Return every entry exactly.

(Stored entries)
## start

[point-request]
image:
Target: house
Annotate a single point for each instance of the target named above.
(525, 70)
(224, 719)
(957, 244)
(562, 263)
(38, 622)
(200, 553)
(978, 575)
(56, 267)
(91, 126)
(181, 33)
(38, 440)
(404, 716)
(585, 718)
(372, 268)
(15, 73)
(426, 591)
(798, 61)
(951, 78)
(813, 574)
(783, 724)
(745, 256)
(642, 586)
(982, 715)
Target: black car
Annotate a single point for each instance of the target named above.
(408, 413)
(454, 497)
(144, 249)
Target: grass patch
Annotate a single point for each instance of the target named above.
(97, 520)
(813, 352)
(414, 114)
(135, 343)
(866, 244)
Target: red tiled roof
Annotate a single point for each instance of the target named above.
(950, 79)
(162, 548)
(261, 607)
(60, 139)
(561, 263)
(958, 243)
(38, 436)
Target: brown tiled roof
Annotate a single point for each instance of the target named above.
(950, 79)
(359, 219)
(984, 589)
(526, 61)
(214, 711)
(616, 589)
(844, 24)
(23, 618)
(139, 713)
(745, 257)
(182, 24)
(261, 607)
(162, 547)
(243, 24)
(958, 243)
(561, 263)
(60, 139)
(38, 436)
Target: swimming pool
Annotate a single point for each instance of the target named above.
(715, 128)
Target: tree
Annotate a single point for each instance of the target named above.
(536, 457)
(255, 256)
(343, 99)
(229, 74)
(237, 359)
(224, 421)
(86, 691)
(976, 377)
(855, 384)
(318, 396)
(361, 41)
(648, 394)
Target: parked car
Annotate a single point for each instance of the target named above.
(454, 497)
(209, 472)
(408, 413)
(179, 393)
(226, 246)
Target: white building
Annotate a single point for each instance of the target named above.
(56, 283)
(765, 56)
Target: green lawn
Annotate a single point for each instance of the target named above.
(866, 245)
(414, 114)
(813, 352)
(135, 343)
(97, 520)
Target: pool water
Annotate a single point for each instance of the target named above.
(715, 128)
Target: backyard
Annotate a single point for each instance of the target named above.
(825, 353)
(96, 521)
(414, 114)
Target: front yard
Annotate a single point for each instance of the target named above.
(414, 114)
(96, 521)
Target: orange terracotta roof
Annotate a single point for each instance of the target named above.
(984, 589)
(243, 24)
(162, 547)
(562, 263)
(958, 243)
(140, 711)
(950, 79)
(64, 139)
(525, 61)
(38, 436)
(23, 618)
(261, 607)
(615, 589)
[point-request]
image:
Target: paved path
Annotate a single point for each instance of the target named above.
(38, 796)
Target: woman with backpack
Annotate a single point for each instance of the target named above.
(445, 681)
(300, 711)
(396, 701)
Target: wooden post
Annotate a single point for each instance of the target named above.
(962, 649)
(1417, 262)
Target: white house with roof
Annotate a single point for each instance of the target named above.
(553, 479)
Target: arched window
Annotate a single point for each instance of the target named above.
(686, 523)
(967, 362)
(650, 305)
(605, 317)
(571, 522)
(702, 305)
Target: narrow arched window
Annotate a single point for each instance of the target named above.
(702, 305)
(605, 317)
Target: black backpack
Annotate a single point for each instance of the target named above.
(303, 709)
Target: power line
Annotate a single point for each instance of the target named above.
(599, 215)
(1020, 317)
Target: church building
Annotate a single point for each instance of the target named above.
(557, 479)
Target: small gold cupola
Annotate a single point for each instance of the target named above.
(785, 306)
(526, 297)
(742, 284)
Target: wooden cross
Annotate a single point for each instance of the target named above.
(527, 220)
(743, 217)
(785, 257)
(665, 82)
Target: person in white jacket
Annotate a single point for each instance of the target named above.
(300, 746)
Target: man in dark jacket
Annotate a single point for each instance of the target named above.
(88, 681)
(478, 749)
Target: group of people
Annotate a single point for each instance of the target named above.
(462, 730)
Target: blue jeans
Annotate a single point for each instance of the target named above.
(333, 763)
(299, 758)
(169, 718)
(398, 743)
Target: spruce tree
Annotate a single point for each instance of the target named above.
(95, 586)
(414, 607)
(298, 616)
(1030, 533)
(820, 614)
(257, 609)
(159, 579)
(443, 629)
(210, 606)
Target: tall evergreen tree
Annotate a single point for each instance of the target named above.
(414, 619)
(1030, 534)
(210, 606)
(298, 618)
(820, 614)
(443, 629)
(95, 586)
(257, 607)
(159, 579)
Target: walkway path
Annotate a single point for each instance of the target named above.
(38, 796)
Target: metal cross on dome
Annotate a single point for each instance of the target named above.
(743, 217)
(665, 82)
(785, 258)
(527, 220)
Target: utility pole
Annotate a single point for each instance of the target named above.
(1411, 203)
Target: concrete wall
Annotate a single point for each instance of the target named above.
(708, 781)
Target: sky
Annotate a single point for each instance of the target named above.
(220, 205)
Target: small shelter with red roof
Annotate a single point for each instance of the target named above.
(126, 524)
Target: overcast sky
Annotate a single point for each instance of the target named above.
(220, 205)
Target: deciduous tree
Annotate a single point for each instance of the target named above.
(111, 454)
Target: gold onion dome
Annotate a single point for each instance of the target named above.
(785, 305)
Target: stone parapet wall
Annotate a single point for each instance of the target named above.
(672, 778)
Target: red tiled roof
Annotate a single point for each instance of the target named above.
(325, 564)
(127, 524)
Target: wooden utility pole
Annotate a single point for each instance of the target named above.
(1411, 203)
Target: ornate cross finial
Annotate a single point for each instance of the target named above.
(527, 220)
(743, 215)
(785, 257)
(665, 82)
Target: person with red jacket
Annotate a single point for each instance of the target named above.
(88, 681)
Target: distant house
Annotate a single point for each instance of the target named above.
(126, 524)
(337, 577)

## end

Task answer:
[point-request]
image:
Target: house
Annotate a single point for each instance of the target named above.
(525, 70)
(224, 719)
(957, 244)
(562, 263)
(38, 622)
(200, 553)
(978, 575)
(56, 267)
(91, 126)
(181, 33)
(38, 440)
(404, 716)
(585, 718)
(372, 268)
(15, 73)
(426, 591)
(798, 61)
(951, 78)
(813, 574)
(783, 724)
(745, 256)
(642, 586)
(982, 715)
Target: black car
Annotate a single point for each instance of the target named above.
(408, 413)
(454, 497)
(144, 249)
Target: grass patch
Annotate a single point for each instance of the target named above.
(97, 520)
(813, 352)
(414, 114)
(135, 343)
(866, 244)
Target: red tiled roof
Annotate a single point for each instance of the target named above.
(950, 79)
(162, 548)
(261, 607)
(60, 139)
(561, 263)
(958, 243)
(38, 436)
Target: brown tiled roof
Annotate a single point for each instance of the target named above.
(950, 79)
(359, 219)
(984, 589)
(526, 61)
(214, 711)
(616, 589)
(844, 24)
(23, 618)
(139, 713)
(745, 257)
(182, 24)
(261, 607)
(162, 547)
(243, 24)
(958, 243)
(561, 263)
(60, 139)
(38, 436)
Target: swimming pool
Annotate a single point for each instance of the target named above.
(715, 128)
Target: tree
Annotate a single point for each instance of the target named above.
(536, 457)
(255, 256)
(343, 99)
(229, 74)
(237, 359)
(224, 421)
(86, 691)
(976, 377)
(855, 384)
(318, 396)
(361, 41)
(648, 394)
Target: parked car
Annotate a single point for each instance of the target named above.
(454, 497)
(209, 472)
(408, 413)
(179, 393)
(226, 246)
Target: white building
Annotate a single point for each instance of the target named above.
(56, 283)
(765, 56)
Target: green lawn
Annotate a single point for each instance of the target named above.
(866, 245)
(414, 114)
(813, 352)
(135, 343)
(97, 520)
Target: pool water
Annotate a single point for each instance of the target named above.
(715, 128)
Target: backyard
Annotate a single point for each instance of the target named above.
(825, 353)
(96, 521)
(414, 114)
Target: front yard
Annotate a single point for each instance of the target named above.
(414, 114)
(96, 521)
Target: orange terracotta roof
Annotate a single point for each instance of the target named above.
(984, 589)
(243, 24)
(162, 547)
(562, 263)
(958, 243)
(140, 711)
(950, 79)
(64, 139)
(525, 61)
(38, 436)
(23, 618)
(261, 607)
(615, 589)
[point-request]
image:
Target: paved path
Annotate a single point for each instance of the target named above.
(38, 796)
Target: woman with backpack
Annotate a single point for each instance of the target named above.
(445, 681)
(300, 711)
(396, 701)
Target: wooden post
Annotate a single point for each instance of the target named above.
(962, 649)
(1417, 262)
Target: white house with roof
Annotate a single point for each instance of the target named above.
(553, 479)
Target: arched window
Annotate a single point for each instance of the target named above.
(686, 523)
(967, 362)
(650, 305)
(605, 317)
(571, 522)
(702, 305)
Target: narrow arched window
Annotate a single point for each instance of the target named above.
(702, 305)
(605, 317)
Target: black backpack
Annotate a single point for each instance of the target named above.
(303, 709)
Target: power line
Annotate a single point for each instance of the target named above.
(599, 215)
(1020, 317)
Target: church building
Annotate a single point for each instance of the target named above.
(557, 479)
Target: small gold cupola
Annotate a single point for each instance of the target named above.
(785, 306)
(526, 297)
(742, 284)
Target: wooden cross
Annotate a single point for each instance of the target named above.
(527, 220)
(743, 217)
(785, 257)
(665, 82)
Target: person in white jacket
Annotate a single point for each instance of the target named above.
(300, 746)
Target: man in dark jacket
Annotate a single point for each instance of the target named above.
(88, 681)
(478, 749)
Target: group of people
Annotate a single point for each instance of the target named above.
(462, 730)
Target: blue jeans
Annotate a single point for each instance of the target named above.
(333, 763)
(299, 758)
(169, 718)
(398, 743)
Target: spruce tree
Annotate a single point for each instance of the target named above.
(95, 586)
(414, 607)
(298, 616)
(1030, 533)
(820, 614)
(257, 609)
(159, 579)
(443, 629)
(210, 606)
Target: tall evergreen tree
Annotate a single point for each instance of the target named above.
(414, 619)
(1030, 534)
(210, 606)
(298, 618)
(820, 614)
(443, 629)
(95, 586)
(257, 607)
(159, 579)
Target: walkway path
Annotate a single point for each instance of the target named above.
(38, 796)
Target: metal cross on dome
Annotate a single point for each instance of the target named above.
(743, 217)
(665, 82)
(785, 258)
(527, 220)
Target: utility pole
Annotate a single point for each instance of the target named above.
(1411, 203)
Target: concrete wall
Annotate a single point for each instance of the target named above.
(708, 781)
Target: sky
Annotate a single point for each instance of the target named above.
(220, 205)
Target: small shelter with red roof
Annotate a single point for each instance of the target named above.
(126, 524)
Target: overcast sky
Annotate a single point for each instance of the target named above.
(220, 205)
Target: deciduous tree
Annotate a single point for each instance of the target named above.
(111, 454)
Target: gold onion dome
Annotate a single point for each instance of the target named above.
(785, 305)
Target: stone parapet wall
Annotate a single point for each instance of the target named above.
(672, 778)
Target: red tiled roof
Annotate a single point for each instance of the target named above.
(325, 564)
(127, 524)
Target: wooden utility pole
Annotate a single point for each instance of the target named above.
(1411, 203)
Target: ornate cross finial
Annotate a single point for each instance of the target named above.
(527, 220)
(743, 215)
(785, 257)
(665, 82)
Target: person with red jacket
Annotate a single point for each instance of the target named above.
(88, 681)
Target: distant house
Annotate a single point for each instance of the target named above.
(126, 524)
(337, 577)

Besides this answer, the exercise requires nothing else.